§ **Text provided**
----------------

Tender and warmly spiced zucchini bread, perfect for breakfast or as a snack.


Ingredients

  • 2 cups grated zucchini (about 1 medium-large or 12 small; loosely packed)
  • 1 cup granulated sugar
  • 1/2 cup vegetable oil (or 1/2 cup melted butter)
  • 2 large eggs (room temperature)
  • 1 teaspoon vanilla extract
  • 1 1/2 cups all-purpose flour (or 1:1 gluten-free blend)
  • 1 teaspoon baking soda
  • 1/2 teaspoon baking powder
  • 1/2 teaspoon salt
  • 1 teaspoon ground cinnamon
  • 1/2 cup chopped nuts or chocolate chips (optional; walnuts or pecans suggested)


Instructions

  1. Preheat the oven to 350°F (175°C). Grease a 9×5-inch loaf pan or line it with parchment for easy removal.
  2. Grate the zucchini on the large holes of a box grater. If it feels very watery, lightly squeeze with a clean kitchen towel or paper towel.
  3. In a large bowl, whisk together the sugar, oil, eggs, and vanilla until smooth.
  4. In a separate bowl, whisk the flour, baking soda, baking powder, salt, and cinnamon until evenly combined.
  5. Add the dry ingredients to the wet ingredients in two additions, folding gently with a spatula until just combined.

----------------

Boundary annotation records
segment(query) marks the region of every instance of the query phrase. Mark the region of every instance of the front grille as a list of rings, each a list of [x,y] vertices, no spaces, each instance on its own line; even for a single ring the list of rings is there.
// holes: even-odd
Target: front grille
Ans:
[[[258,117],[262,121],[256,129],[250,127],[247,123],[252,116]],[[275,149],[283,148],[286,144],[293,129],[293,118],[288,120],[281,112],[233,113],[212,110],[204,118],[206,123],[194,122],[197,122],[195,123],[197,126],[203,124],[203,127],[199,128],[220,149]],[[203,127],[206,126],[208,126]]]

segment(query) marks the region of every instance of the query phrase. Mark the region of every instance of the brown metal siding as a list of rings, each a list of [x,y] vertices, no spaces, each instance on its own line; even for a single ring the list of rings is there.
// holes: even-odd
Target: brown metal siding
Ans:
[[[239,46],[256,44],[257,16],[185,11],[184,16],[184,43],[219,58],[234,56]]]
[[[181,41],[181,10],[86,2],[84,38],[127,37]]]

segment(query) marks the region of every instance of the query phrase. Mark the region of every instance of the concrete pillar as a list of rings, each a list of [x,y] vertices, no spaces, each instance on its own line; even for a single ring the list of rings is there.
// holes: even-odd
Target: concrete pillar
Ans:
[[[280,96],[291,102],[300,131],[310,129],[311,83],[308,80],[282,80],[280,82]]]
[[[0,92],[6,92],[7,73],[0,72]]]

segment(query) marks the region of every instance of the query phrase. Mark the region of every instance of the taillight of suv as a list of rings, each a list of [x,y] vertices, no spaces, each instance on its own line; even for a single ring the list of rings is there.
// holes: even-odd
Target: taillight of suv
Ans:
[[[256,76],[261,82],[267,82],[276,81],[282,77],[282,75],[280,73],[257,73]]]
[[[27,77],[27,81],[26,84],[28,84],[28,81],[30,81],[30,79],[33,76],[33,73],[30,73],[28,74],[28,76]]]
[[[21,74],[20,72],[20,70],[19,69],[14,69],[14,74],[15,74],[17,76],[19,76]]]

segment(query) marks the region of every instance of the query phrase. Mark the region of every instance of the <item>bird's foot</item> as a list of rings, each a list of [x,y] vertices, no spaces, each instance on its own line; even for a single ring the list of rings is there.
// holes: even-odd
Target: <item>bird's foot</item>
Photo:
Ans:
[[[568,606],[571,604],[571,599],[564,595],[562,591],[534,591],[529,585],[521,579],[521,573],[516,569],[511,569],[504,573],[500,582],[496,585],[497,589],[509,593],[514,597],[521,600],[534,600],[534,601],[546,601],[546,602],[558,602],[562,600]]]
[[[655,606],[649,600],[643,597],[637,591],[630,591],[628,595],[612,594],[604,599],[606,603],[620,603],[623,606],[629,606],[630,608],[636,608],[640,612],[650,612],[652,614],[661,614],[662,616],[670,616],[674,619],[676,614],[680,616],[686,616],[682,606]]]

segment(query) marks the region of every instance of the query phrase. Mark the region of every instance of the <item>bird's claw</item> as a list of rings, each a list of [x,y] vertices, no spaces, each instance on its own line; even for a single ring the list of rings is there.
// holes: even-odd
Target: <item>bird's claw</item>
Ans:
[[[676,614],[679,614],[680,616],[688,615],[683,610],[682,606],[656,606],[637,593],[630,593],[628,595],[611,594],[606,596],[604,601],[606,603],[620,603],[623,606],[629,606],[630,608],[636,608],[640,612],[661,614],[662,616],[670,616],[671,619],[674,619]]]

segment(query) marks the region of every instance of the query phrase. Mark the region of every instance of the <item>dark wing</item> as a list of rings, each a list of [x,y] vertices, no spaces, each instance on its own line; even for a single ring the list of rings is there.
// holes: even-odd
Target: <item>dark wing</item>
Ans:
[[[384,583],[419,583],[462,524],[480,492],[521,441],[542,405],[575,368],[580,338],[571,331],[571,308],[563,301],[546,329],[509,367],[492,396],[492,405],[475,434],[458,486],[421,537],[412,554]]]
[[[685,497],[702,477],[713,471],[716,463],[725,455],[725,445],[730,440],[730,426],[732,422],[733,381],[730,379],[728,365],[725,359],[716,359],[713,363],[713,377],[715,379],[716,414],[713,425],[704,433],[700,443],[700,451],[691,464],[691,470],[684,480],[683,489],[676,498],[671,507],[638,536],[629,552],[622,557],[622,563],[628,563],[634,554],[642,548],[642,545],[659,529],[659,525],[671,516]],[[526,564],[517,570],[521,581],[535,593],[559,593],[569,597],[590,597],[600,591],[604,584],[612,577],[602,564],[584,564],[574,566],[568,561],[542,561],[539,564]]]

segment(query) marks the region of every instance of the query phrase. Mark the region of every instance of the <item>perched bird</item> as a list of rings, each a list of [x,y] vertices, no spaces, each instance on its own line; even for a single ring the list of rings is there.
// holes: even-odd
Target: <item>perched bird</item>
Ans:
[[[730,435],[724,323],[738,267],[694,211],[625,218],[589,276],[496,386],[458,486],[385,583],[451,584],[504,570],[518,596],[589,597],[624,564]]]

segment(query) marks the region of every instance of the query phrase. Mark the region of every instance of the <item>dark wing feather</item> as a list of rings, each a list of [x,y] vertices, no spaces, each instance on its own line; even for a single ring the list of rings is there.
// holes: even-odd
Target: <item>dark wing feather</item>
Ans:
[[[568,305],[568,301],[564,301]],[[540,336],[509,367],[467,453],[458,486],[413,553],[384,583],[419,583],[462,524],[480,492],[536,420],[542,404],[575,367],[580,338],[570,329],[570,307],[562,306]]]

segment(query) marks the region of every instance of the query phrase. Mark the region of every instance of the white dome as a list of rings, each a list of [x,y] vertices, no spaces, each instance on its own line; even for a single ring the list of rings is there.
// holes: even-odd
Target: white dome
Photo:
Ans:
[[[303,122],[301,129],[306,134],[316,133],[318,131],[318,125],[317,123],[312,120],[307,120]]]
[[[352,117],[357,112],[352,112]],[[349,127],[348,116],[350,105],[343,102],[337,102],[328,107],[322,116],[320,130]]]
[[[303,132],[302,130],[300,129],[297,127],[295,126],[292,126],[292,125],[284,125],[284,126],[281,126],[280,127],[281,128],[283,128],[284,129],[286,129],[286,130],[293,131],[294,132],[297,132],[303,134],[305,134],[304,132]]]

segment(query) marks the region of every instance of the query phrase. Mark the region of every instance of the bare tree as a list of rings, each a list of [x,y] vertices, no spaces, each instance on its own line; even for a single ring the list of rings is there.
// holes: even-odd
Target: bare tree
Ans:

----------------

§ **Set problem 1**
From the zucchini bread recipe, write out the part starting with "2. Grate the" and going on through "until just combined.".
§ **Set problem 2**
Pick up the zucchini bread recipe where it stops and write what comes next.

§ **Answer 1**
2. Grate the zucchini on the large holes of a box grater. If it feels very watery, lightly squeeze with a clean kitchen towel or paper towel.
  3. In a large bowl, whisk together the sugar, oil, eggs, and vanilla until smooth.
  4. In a separate bowl, whisk the flour, baking soda, baking powder, salt, and cinnamon until evenly combined.
  5. Add the dry ingredients to the wet ingredients in two additions, folding gently with a spatula until just combined.

§ **Answer 2**
  6. Fold in the grated zucchini and the nuts or chocolate chips if using.
  7. Pour the batter into the prepared loaf pan and smooth the top.
  8. Bake for 50–60 minutes. Start checking at 50 minutes—insert a toothpick into the center; it should come out clean or with a few moist crumbs.
  9. Cool the loaf in the pan for 10 minutes. Run a knife around the edges, remove the loaf, and transfer to a wire rack to cool completely before slicing.

Notes

For a richer flavor, use half butter, half oil. Can replace up to half the oil with unsweetened applesauce for a lower-fat loaf.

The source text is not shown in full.